[Records taken from a collection]
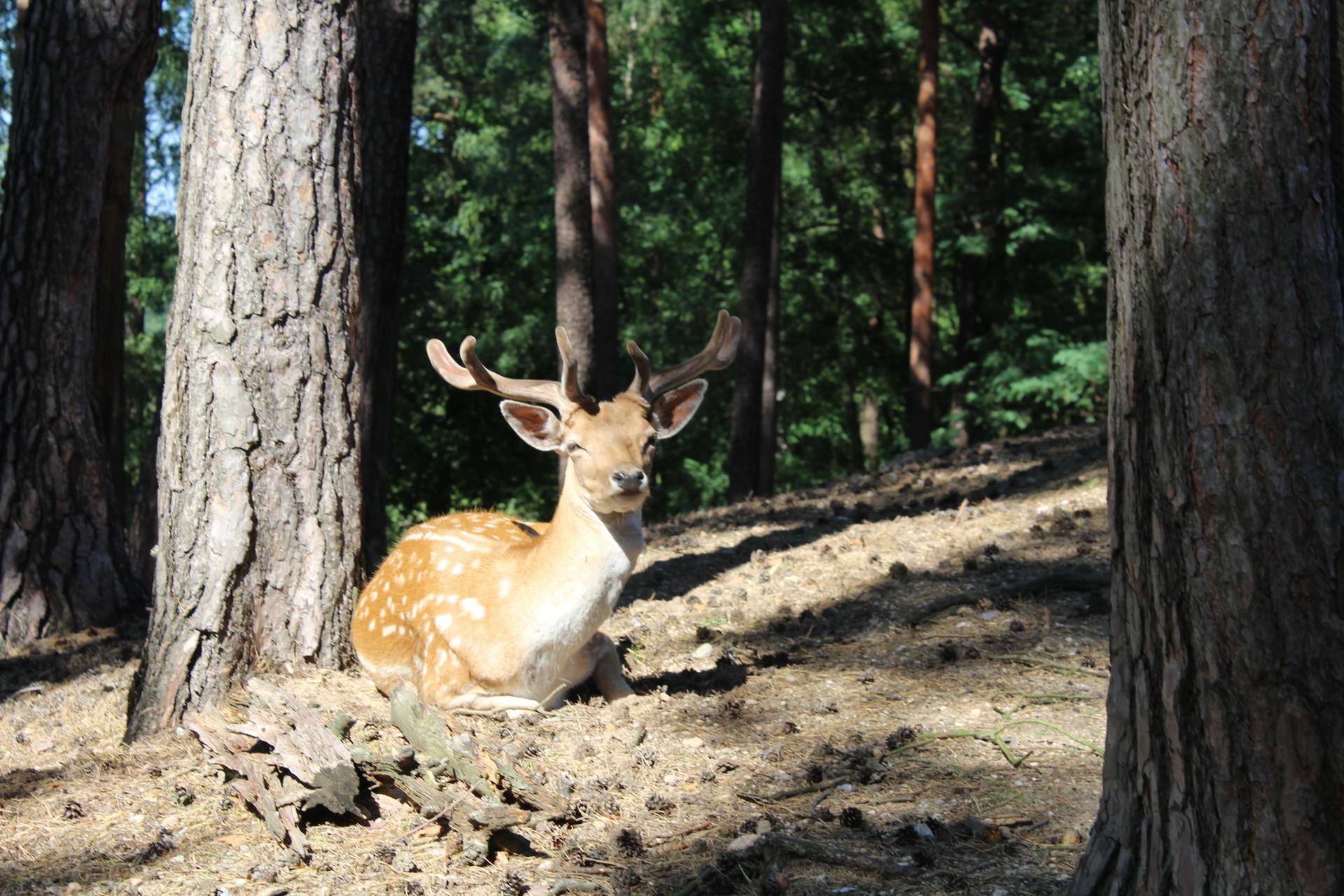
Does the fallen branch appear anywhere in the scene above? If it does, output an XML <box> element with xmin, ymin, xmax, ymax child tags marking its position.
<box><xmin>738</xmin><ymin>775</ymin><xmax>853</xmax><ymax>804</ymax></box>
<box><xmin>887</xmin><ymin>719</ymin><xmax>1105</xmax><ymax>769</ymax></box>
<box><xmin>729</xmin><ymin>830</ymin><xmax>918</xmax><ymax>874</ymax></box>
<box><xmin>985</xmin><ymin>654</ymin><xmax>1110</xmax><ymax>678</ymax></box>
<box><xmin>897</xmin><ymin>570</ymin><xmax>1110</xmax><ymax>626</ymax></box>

Aim of the task - Copy the listing above word for word, leaving out the pictures.

Expected answer -
Does the fallen branch appear anywhere in the scene above? If it does, output an XML <box> element with xmin, ymin, xmax, ymax child tags marking its position.
<box><xmin>738</xmin><ymin>775</ymin><xmax>853</xmax><ymax>804</ymax></box>
<box><xmin>887</xmin><ymin>719</ymin><xmax>1105</xmax><ymax>769</ymax></box>
<box><xmin>729</xmin><ymin>830</ymin><xmax>918</xmax><ymax>874</ymax></box>
<box><xmin>985</xmin><ymin>654</ymin><xmax>1110</xmax><ymax>678</ymax></box>
<box><xmin>897</xmin><ymin>570</ymin><xmax>1110</xmax><ymax>626</ymax></box>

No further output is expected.